● Selected excerpt
════════════════════
每日英語跟讀 Ep.991: Colleges Slash Budgets in the Pandemic,With ‘Nothing Off-Limits’
Ohio Wesleyan University is eliminating 18 majors. The University of Florida’s trustees last month took the first steps toward letting the school furlough faculty. The University of California, Berkeley, has paused admissions to its doctoral programs in anthropology, sociology and art history.
As it resurges across the country, the coronavirus is forcing universities large and small to make deep and possibly lasting cuts to close widening budget shortfalls. By one estimate, the pandemic has cost colleges at least $120 billion, with even Harvard University, despite its $41.9 billion endowment, reporting a $10 million deficit that has prompted belt tightening.
The persistence of the economic downturn is taking a devastating financial toll, pushing many to lay off or furlough employees, delay graduate admissions and even cut or consolidate core programs like liberal arts departments.
The University of South Florida announced last month that its College of Education would become a graduate school only, phasing out undergraduate education degrees to help close a $6.8 million budget gap. In Ohio, the University of Akron, citing the coronavirus, successfully invoked a clause in its collective-bargaining agreement in September to supersede tenure rules and lay off 97 unionized faculty members.
════════════════════
[Referring expression pointing data]
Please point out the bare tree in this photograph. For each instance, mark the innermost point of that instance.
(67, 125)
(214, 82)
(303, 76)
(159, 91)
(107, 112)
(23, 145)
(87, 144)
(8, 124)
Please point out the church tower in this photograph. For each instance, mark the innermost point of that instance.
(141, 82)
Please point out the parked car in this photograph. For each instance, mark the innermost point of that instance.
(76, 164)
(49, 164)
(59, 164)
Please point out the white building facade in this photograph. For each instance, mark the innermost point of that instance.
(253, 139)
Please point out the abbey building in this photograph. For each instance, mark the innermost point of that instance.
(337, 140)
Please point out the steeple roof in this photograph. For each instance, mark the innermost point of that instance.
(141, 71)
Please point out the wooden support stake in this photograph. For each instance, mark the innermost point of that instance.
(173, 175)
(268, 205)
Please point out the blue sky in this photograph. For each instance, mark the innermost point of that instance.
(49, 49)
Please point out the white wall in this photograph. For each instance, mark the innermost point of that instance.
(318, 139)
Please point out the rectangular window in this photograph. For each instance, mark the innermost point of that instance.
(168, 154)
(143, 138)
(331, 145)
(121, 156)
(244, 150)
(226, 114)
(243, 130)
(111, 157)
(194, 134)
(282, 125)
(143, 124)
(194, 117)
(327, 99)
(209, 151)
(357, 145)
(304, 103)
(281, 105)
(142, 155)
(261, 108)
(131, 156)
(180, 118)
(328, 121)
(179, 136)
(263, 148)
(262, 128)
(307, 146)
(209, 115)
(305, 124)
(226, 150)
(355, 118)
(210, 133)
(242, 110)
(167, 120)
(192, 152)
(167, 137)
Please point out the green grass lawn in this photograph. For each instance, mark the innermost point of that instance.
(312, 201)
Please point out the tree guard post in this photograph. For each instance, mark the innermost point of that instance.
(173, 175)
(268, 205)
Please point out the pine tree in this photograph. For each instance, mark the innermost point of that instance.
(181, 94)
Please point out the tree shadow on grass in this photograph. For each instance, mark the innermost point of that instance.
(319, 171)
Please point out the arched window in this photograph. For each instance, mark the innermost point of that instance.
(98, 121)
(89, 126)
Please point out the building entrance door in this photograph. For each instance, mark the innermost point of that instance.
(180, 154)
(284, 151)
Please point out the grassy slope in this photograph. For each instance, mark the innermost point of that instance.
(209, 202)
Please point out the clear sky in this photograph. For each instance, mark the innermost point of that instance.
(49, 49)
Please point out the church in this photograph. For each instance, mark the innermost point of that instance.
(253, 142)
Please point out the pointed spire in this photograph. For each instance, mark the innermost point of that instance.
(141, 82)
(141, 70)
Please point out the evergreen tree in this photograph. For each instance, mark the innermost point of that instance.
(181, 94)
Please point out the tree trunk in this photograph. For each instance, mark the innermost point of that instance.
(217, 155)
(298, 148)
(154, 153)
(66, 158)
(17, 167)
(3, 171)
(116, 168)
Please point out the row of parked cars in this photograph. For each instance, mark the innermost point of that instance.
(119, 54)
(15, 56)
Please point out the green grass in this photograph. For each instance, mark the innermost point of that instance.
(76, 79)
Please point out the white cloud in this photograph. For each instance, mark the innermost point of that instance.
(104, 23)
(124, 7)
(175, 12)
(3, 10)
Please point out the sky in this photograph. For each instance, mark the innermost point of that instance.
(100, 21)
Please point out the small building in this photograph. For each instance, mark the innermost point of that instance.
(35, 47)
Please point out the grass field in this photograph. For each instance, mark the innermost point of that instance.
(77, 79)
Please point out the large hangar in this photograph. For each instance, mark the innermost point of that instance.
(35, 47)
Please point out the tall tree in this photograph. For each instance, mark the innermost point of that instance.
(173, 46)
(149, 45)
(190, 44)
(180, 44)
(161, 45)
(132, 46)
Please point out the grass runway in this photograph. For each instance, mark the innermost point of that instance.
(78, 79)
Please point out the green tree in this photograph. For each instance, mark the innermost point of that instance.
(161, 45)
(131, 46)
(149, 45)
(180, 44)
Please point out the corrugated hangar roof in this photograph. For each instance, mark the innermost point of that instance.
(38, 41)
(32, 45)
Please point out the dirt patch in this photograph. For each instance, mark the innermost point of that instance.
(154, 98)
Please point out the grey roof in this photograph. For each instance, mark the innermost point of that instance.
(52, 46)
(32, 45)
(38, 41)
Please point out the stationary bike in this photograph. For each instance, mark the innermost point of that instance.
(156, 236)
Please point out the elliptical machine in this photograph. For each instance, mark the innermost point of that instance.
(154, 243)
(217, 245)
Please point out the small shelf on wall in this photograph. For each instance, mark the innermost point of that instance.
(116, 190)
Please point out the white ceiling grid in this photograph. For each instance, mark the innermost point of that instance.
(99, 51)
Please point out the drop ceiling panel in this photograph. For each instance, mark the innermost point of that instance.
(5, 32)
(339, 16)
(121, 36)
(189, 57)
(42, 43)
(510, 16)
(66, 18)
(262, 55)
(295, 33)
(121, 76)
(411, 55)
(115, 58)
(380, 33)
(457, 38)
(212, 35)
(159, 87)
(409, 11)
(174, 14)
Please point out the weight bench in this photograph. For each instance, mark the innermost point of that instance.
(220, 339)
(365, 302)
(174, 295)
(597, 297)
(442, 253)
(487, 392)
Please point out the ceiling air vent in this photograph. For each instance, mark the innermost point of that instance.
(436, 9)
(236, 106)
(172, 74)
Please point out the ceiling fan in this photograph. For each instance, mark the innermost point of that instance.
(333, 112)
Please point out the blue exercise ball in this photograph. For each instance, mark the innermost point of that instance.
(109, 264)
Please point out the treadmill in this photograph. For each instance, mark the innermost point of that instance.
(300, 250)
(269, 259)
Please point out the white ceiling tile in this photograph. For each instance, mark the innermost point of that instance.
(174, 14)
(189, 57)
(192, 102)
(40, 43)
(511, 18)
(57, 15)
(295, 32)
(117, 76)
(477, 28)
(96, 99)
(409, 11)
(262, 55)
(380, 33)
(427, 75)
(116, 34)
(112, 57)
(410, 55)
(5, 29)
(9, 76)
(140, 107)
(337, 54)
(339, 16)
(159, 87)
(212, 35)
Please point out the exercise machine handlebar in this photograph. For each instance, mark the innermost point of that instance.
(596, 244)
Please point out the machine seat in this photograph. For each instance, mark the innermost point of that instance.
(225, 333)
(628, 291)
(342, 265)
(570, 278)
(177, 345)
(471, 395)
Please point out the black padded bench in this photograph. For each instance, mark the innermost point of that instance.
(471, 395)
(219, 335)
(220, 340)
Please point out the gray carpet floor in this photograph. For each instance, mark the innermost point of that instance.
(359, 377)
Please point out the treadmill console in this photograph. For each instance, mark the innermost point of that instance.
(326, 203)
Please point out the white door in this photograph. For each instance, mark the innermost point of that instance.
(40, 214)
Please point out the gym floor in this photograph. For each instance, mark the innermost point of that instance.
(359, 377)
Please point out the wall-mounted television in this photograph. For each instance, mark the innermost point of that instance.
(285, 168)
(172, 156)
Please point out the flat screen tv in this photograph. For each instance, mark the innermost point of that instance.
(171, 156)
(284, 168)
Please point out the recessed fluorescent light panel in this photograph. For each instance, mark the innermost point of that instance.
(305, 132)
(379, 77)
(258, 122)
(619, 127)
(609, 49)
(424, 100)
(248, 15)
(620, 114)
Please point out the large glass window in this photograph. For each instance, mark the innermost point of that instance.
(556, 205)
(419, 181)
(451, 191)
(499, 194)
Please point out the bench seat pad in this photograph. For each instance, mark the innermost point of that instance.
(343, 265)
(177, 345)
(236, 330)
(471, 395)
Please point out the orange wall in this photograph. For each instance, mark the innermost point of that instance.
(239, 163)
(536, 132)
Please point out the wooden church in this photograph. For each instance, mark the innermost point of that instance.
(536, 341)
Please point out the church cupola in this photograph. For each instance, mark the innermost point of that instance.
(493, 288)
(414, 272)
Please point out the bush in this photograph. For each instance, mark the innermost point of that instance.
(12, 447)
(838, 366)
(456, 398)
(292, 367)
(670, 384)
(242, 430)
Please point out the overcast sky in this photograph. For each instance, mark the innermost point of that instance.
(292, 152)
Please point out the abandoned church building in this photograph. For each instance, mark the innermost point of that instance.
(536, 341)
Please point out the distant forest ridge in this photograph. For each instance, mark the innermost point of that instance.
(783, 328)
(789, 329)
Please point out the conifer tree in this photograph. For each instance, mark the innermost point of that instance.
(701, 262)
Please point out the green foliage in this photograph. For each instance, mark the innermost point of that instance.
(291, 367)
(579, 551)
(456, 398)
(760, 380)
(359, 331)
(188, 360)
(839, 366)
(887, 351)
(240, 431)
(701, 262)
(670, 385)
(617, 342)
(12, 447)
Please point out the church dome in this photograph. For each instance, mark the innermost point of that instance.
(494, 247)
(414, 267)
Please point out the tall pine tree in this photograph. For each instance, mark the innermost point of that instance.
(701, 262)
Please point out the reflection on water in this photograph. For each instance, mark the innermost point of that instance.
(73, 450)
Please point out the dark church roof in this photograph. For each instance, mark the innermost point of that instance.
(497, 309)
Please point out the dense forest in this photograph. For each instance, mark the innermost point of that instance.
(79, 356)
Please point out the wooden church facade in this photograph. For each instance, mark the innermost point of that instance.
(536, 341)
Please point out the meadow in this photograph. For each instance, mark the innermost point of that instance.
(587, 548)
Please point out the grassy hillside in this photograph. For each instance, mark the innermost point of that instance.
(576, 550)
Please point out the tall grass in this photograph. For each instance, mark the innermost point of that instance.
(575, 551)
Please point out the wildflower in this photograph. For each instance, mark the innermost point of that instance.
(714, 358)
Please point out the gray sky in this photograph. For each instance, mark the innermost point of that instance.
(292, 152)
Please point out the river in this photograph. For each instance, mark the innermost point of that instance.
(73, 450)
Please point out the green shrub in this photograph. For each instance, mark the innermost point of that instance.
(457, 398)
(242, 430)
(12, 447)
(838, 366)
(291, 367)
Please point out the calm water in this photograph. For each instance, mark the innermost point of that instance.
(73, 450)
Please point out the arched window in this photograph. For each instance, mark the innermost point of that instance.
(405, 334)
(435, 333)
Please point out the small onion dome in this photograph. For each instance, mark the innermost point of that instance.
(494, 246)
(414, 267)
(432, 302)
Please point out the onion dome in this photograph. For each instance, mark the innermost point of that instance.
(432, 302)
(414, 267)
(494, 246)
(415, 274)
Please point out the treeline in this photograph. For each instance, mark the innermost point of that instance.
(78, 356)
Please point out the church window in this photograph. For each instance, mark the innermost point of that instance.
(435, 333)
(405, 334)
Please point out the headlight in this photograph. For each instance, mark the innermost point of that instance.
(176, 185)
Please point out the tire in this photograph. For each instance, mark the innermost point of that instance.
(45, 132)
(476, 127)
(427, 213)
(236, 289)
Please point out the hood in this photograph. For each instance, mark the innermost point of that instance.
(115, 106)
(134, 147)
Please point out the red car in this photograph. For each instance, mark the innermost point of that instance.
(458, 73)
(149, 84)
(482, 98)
════════════════════
● Exercise instructions
#1 In the article on college budget cuts during the pandemic, how many unionized faculty members did the University of Akron lay off?
#2 Carry on the article about colleges cutting budgets during the pandemic, picking up after its last sentence.

● Expected responses
#1 97

#2
“We haven’t seen a budget crisis like this in a generation,” said Robert Kelchen, a Seton Hall University associate professor of higher education who has been tracking the administrative response to the pandemic. “There’s nothing off-limits at this point.”
Even before the pandemic, colleges and universities were grappling with a growing financial crisis, brought on by years of shrinking state support, declining enrollment, and student concerns with skyrocketing tuition and burdensome debt. Now the coronavirus has amplified the financial trouble systemwide, though elite, well-endowed colleges seem sure to weather it with far less pain.
“We have been in aggressive recession management for 12 years — probably more than 12 years,” Daniel Greenstein, chancellor of the Pennsylvania State System of Higher Education, told his board of governors as they voted to forge ahead with a proposal to merge a half-dozen small schools into two academic entities.